## [Task goal]
Repeat the Young Avengers recap word for word between "At a nearby" and "So he says.", inclusive.

**** Passage shown ****

They kiss. I’m gonna post it here.

Young Avengers (Vol. 2), Issue #1

Captain America and Iron Man should try this sometime. There’s too much will-they-won’t-they going on with those two.

Billy’s going to leave now before Teddy’s driftwood catches them fucking in Teddy’s bedroom. He heads home to his own bedroom where he opens the closet and finds his ratty costume hanging front and center. “I didn’t think of what he’s been going through. How little he has… But if I’ve got the power to help… I’ve got the responsibility to see if there’s anything I can do…”

Billy sits on the floor with lit candles and absolutely NO Satanic symbols, which is bullshit, and he uses his magic fingers to populate a handful of holographic viewscreens showing various memories of kissies and beat-em-ups. “Allpossibleworlds allpossibleworlds allpossibleworlds,” he chants, but I’m not sure was “allpos sib lew orlds” means, unfortunately. Sorry all.

At a nearby diner, Loki (who I have met before where he was also in a restaurant) is trying to charm his way out of paying for the thirteen pounds of food he had stuffed down his alien gullet. Loki insists that he’s the god of mischief whose brother is Thor and he shouldn’t pay one cent of American currency for this greasy meal. The owner calls him “cosplay boy”. All of Loki’s leftovers hover in the air. “The Wiccan child,” speaks a floating sausage. “The time cometh.”

Loki disappears in a haze of green static – kinda like when Scottie beams me up – and appears on top of Billy roof. “He’s doing it. Can’t have that.”

Young Avengers (Vol. 2), Issue #1

Loki needs his brain to do brain things, Miss America. So he says.

He’s about to do something magical with his own hand, but Miss America shows up to distract him. “Drop the magic hand gesture,” she says, striking an intimidating pose. Loki tells her, in the nice way he tells people things, to rise up off his nutz while he kills the Wiccan. Miss America’s not going to have that on her watch. Put up your dukes, Asgard Nerd.

“Big talk for a nearly indestructible superwoman who can throw tanks to the moon!” Loki cries petulantly. When Miss America advances, he poops a little bit in his tights and tells her to hold it. Then he disappears and reappears behind her, but this kind of dirty fighting isn’t going to fly. You ain’t slick, Loki. You’re a fucking clown. Miss America punches the roof and the shockwave lands Loki on his back. “I can explain,” he gibbers after she lifts him by his scarf. But then he smirks and speaks in some rune language and Miss America probably dies. We’ll check in later.

Billy appears to be finding a universe among the infinite universes where Teddy’s mom didn’t burn to death in front of him? Good luck, son, that will be like trying to find a universe in a haystack of, like, other universes. Something happens that makes Teddy perk up and run out of his bed like a gunshot. He makes his way to the roof of Billy’s building? Do they both live in the same building?

Teddy bursts through the door like Kramer. “Who are you? And why are you holding Loki by the throat?” This quick distraction allows Loki to disappear right out of Miss America’s iron grip! She’s all like “well, fuckshits”.

Teddy demands to know who she is. DEMANDS IT. “And don’t say ‘a friend’,” he warns her. “I wouldn’t say that,” she responds before flying away.

**** Records provided ****

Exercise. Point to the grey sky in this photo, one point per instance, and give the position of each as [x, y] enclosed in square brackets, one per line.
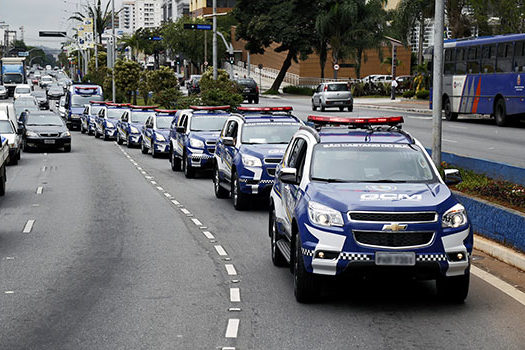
[37, 15]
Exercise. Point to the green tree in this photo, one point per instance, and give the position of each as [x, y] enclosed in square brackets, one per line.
[127, 78]
[288, 23]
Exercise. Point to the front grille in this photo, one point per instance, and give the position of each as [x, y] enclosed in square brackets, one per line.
[425, 216]
[272, 160]
[393, 239]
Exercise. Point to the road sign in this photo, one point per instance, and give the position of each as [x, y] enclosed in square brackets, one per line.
[52, 34]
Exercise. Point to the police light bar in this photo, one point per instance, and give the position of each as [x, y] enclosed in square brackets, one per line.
[210, 108]
[320, 120]
[265, 109]
[143, 107]
[166, 111]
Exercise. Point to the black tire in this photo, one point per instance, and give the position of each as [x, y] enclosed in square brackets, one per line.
[239, 199]
[189, 172]
[453, 289]
[500, 112]
[277, 256]
[306, 286]
[220, 192]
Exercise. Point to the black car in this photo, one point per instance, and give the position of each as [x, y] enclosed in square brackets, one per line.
[41, 98]
[249, 89]
[45, 130]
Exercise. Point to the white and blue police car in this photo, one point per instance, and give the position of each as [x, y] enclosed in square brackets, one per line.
[365, 198]
[194, 136]
[251, 144]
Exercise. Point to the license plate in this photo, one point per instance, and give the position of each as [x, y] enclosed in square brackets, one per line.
[396, 259]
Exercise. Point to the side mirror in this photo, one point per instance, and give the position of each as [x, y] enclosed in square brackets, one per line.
[228, 141]
[288, 176]
[452, 177]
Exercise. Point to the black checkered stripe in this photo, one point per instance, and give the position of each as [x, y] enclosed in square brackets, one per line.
[431, 257]
[355, 256]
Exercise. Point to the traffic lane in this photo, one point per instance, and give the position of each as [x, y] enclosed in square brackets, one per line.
[476, 137]
[370, 314]
[102, 270]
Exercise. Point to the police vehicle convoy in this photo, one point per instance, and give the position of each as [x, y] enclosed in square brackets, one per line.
[107, 119]
[194, 136]
[156, 133]
[77, 96]
[366, 198]
[87, 120]
[129, 127]
[248, 150]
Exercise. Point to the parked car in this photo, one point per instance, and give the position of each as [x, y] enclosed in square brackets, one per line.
[250, 90]
[333, 95]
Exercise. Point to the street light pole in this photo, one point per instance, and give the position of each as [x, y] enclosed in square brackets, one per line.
[437, 85]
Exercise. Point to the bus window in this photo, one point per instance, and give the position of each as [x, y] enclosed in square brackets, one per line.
[504, 58]
[488, 58]
[461, 64]
[473, 60]
[519, 58]
[450, 62]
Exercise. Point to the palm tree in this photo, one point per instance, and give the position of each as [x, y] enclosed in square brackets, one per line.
[102, 18]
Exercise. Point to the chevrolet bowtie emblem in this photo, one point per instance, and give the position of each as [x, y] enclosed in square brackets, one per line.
[395, 227]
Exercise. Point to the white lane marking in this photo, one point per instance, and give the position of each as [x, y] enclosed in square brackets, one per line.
[196, 222]
[29, 226]
[208, 234]
[233, 328]
[235, 295]
[230, 269]
[220, 250]
[503, 286]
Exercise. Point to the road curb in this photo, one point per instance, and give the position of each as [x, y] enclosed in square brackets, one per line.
[500, 252]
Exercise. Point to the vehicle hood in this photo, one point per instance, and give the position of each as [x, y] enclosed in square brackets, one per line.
[381, 197]
[265, 150]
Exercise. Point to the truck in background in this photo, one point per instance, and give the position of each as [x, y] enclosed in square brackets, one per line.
[13, 73]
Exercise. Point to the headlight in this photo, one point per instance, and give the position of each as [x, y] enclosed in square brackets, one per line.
[251, 161]
[454, 217]
[196, 143]
[323, 215]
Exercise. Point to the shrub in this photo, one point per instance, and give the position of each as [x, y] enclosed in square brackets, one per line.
[423, 94]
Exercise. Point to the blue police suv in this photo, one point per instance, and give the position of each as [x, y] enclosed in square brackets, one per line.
[129, 127]
[365, 199]
[250, 146]
[194, 136]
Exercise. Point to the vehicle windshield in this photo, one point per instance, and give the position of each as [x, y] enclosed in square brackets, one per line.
[44, 119]
[114, 113]
[13, 78]
[164, 122]
[338, 87]
[6, 127]
[209, 123]
[268, 132]
[140, 116]
[81, 100]
[366, 162]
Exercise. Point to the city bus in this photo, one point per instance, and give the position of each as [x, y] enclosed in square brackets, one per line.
[485, 75]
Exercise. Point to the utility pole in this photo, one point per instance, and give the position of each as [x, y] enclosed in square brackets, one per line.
[437, 86]
[214, 39]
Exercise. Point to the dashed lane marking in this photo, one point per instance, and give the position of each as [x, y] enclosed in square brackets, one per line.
[233, 328]
[235, 295]
[29, 226]
[230, 269]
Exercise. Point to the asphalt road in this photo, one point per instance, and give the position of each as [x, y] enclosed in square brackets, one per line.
[471, 136]
[126, 254]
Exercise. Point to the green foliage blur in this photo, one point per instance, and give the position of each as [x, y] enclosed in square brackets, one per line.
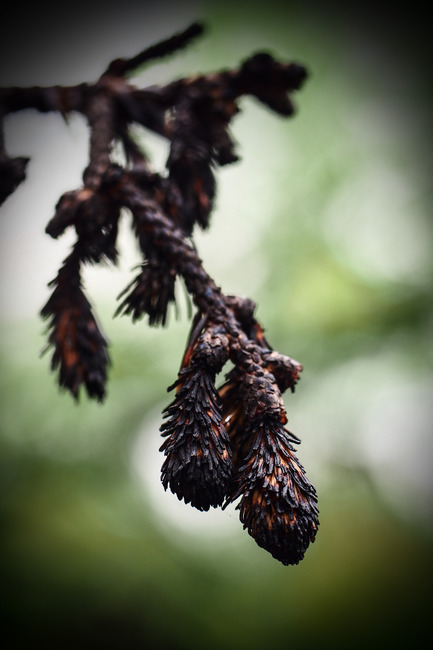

****

## [Solution]
At a nearby diner, Loki (who I have met before where he was also in a restaurant) is trying to charm his way out of paying for the thirteen pounds of food he had stuffed down his alien gullet. Loki insists that he’s the god of mischief whose brother is Thor and he shouldn’t pay one cent of American currency for this greasy meal. The owner calls him “cosplay boy”. All of Loki’s leftovers hover in the air. “The Wiccan child,” speaks a floating sausage. “The time cometh.”

Loki disappears in a haze of green static – kinda like when Scottie beams me up – and appears on top of Billy roof. “He’s doing it. Can’t have that.”

Young Avengers (Vol. 2), Issue #1

Loki needs his brain to do brain things, Miss America. So he says.